## Source information
•••••

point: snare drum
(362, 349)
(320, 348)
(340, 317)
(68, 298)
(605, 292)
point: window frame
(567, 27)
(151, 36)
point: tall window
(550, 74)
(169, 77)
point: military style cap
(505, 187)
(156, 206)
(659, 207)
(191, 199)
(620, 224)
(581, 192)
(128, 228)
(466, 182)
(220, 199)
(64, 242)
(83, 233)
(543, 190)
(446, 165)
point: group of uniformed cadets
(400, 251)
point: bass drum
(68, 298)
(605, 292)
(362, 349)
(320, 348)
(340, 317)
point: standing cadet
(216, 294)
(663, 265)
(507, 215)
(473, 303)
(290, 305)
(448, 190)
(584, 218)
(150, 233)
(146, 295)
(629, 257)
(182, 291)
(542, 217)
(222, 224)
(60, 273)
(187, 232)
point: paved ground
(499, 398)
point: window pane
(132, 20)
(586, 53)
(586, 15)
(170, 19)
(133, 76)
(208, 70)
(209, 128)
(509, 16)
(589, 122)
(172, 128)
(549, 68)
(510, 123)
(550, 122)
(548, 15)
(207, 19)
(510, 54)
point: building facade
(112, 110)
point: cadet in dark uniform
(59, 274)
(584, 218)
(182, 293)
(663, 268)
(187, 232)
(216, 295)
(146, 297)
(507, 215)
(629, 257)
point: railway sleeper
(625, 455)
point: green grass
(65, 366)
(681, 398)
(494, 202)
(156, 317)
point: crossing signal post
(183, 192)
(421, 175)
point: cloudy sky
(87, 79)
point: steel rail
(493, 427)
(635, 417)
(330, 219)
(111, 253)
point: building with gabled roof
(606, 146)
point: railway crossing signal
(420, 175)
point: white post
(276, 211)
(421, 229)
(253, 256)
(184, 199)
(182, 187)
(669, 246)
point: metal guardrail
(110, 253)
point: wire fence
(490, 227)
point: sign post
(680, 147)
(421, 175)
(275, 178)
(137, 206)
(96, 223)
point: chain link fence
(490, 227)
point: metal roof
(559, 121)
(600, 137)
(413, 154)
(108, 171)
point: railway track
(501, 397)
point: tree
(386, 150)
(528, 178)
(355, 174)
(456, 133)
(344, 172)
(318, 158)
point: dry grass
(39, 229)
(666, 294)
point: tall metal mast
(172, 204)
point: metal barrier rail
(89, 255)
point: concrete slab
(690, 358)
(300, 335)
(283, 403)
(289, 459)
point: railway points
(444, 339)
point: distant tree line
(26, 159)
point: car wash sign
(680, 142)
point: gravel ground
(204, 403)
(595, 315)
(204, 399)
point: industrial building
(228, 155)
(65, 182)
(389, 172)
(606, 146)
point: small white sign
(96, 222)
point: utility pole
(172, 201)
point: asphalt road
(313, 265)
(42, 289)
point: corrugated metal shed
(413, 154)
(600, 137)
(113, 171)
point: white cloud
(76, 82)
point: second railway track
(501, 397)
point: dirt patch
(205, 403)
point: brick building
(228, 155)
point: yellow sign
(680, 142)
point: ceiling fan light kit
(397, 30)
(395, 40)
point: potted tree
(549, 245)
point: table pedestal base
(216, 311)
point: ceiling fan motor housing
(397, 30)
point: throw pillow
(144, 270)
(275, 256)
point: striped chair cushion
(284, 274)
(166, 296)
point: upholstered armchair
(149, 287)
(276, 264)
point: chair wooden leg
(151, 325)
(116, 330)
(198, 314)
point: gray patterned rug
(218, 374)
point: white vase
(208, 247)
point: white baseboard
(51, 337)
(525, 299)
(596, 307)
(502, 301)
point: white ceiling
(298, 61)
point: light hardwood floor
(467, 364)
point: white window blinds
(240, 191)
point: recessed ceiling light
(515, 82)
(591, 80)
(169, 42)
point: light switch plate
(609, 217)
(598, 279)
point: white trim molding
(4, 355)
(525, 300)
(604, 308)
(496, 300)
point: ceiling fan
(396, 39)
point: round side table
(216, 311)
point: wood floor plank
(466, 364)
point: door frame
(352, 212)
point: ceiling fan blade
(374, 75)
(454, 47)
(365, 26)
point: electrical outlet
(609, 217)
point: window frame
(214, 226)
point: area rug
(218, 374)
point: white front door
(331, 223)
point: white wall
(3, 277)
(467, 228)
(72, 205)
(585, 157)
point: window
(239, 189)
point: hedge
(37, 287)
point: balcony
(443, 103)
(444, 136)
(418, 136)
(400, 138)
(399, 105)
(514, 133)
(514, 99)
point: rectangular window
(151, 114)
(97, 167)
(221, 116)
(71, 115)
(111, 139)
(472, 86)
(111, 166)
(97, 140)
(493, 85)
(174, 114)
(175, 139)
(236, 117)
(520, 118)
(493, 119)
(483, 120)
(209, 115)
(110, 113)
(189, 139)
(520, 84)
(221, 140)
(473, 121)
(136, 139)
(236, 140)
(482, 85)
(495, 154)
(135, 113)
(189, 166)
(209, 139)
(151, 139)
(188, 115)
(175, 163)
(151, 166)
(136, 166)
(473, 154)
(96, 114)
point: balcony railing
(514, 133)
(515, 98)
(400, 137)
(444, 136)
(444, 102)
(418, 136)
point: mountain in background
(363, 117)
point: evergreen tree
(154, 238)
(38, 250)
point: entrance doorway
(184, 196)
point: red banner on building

•••••

## What is expected
In the listing above, find the line containing "point: mountain in background", then reproduce it and each line after it through the end, exactly and with nothing added.

## Your response
point: mountain in background
(363, 117)
point: evergreen tree
(154, 238)
(38, 250)
point: entrance doorway
(184, 196)
point: red banner on building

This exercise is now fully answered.